◆ **Given task**
Repeat exactly each line of the data provided below.

◆ **Extracted information**
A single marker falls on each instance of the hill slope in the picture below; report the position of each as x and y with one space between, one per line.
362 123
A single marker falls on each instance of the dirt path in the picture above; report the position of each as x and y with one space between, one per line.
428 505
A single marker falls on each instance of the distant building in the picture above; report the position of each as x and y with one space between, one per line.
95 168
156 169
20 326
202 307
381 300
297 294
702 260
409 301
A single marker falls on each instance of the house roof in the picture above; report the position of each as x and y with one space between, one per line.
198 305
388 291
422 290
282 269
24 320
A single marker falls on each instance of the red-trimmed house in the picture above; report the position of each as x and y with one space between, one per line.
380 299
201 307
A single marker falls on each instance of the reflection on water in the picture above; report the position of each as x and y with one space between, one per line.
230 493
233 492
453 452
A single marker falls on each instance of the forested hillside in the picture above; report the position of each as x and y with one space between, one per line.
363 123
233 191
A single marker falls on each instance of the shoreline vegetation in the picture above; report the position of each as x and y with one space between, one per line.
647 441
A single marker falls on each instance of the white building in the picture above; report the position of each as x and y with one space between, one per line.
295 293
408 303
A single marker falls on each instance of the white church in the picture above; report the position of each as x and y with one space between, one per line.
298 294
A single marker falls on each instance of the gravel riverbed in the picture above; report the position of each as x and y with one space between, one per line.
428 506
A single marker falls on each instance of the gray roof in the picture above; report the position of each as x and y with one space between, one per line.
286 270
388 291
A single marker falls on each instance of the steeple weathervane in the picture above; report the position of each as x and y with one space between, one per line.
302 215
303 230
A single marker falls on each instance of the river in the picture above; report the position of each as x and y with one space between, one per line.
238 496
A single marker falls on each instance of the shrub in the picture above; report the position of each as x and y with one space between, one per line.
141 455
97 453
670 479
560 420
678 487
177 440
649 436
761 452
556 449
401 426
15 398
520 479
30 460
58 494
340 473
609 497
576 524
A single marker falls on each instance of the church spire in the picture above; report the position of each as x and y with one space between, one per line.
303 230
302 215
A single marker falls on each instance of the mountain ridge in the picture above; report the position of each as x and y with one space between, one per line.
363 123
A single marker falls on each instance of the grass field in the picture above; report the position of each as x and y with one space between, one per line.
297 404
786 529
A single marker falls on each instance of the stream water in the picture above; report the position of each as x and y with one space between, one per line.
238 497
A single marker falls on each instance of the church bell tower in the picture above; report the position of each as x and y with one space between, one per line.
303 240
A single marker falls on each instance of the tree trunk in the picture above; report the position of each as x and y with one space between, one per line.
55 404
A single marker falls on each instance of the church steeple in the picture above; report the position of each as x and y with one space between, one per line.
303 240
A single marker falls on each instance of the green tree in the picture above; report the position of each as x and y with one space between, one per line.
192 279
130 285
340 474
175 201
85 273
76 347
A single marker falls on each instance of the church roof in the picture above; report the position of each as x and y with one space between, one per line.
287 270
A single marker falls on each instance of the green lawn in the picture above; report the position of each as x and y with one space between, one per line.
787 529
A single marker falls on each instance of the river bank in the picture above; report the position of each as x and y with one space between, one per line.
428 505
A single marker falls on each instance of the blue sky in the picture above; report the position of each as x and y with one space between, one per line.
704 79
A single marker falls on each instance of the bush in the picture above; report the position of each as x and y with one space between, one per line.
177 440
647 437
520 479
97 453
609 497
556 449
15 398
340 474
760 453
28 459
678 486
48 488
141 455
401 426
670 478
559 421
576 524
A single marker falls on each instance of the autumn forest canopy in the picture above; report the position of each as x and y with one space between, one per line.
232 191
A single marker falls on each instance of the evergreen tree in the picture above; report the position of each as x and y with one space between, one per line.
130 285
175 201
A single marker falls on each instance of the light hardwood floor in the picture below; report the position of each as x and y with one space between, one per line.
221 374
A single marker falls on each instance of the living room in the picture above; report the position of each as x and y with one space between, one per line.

◆ **The reply**
A single marker falls on each instance of the hill slope in the picture below; report the position of each as x and y with one space between, one per line.
362 123
A single marker falls on each instance of the dirt path in the picture above; report the position of each as x and y with one space between, one per line.
428 505
A single marker falls on each instance of the distant building in the picture above; report the position of each as x and y with one space between, one per line.
95 168
156 169
20 326
202 307
381 300
297 294
702 260
409 301
A single marker falls on each instance of the house roof in the picture above; report the position of each as x and y with one space between, one per line.
198 305
388 291
422 290
282 269
24 320
A single marker falls on each instance of the red-trimmed house in the picture above; report the position of each as x and y with one space between, one per line.
380 299
201 307
A single marker falls on each instance of the reflection on water in the picture above; report the position of each as x and y with one space between, one per line.
230 493
233 492
453 452
A single marker falls on each instance of the forested hillside in the picture above; report the position of each as x and y with one space between, one per line.
363 123
233 191
A single marker falls on each instance of the shoreline vegetation in the picture above; report the position of each as x and y with one space between, one per line.
647 441
A single marker falls on each instance of the white building in the picture above; report the position of each as x and y with one space between, one per line.
295 293
408 303
A single marker falls on each instance of the white church in the picture above; report the position of each as x and y with one space between, one per line.
298 294
A single marker falls on each instance of the gravel riverbed in the picture above; report the position of each as x and y with one space between, one per line.
428 506
A single marker falls on each instance of the gray roof in the picture above; report the position of each as x and y with one space between, one per line.
286 270
388 291
A single marker falls on each instance of the steeple weathervane in the picture above; report the position of each as x and y with one space between, one per line.
302 215
303 230
A single marker falls on each instance of the river in the picture above; report the position of each as x and y with one space between, one per line.
238 496
A single marker falls on each instance of the shrub in the picture above; report the position of each as x and y with one space between, one per line.
141 455
97 453
670 479
560 420
678 487
177 440
649 436
761 452
556 449
401 426
15 398
520 479
30 460
58 494
340 473
609 497
576 524
A single marker falls on each instance of the church spire in the picture above; report the position of each as x and y with one space between, one per line.
303 230
302 215
A single marker falls on each instance of the mountain ridge in the picture above; report the position of each as x and y with one space between, one per line.
363 123
A single marker falls on each instance of the grass field in the picture above; report the position of each as x and y with one space between, one per line.
297 404
786 529
A single marker falls on each instance of the stream water in the picture above; report the position of each as x and y with one space between, one per line.
238 497
A single marker falls on each instance of the church bell tower in the picture above; report the position of each as x and y with one space between, one per line.
303 240
A single marker falls on each instance of the tree trunk in the picture above; report the position of each as x and y with one space between, one per line.
55 404
A single marker falls on each instance of the church steeple in the picture above; report the position of each as x and y with one space between, one per line.
303 240
A single marker falls on each instance of the green tree in the picture above; report the position of each as x and y with one space between, one per line.
192 279
130 285
340 474
175 201
85 273
76 347
A single marker falls on each instance of the church roof in the picture above; report the position of each as x and y with one space between, one per line.
287 270
A single marker falls on each instance of the green lawn in the picture above; report the position of each as x and y with one space between, one per line.
787 529
A single marker falls on each instance of the river bank in the picture above; report the position of each as x and y with one space between, one per line.
428 505
A single marker falls on each instance of the blue sky in the picture above; report the position of each as x and y with one space between, one per line.
704 79
A single marker falls on each instance of the bush in the picture above; report the position of each as x and y with one space between, one per line.
177 440
647 437
520 479
97 453
609 497
556 449
15 398
340 474
760 453
28 459
678 486
48 488
141 455
401 426
670 478
559 421
576 524
A single marker falls on each instance of the autumn forest canopy in the picture above; report the position of each as x and y with one space between, one per line.
232 191
A single marker falls on each instance of the evergreen tree in the picture above; report the position of each as x and y with one space between, one per line.
130 285
175 201
A single marker falls on each instance of the light hardwood floor in the picture below; report the position of each as x and y with one space between, one per line.
221 374
A single marker falls on each instance of the living room in the picture above; report the position of each as x and y with one space between, one per line.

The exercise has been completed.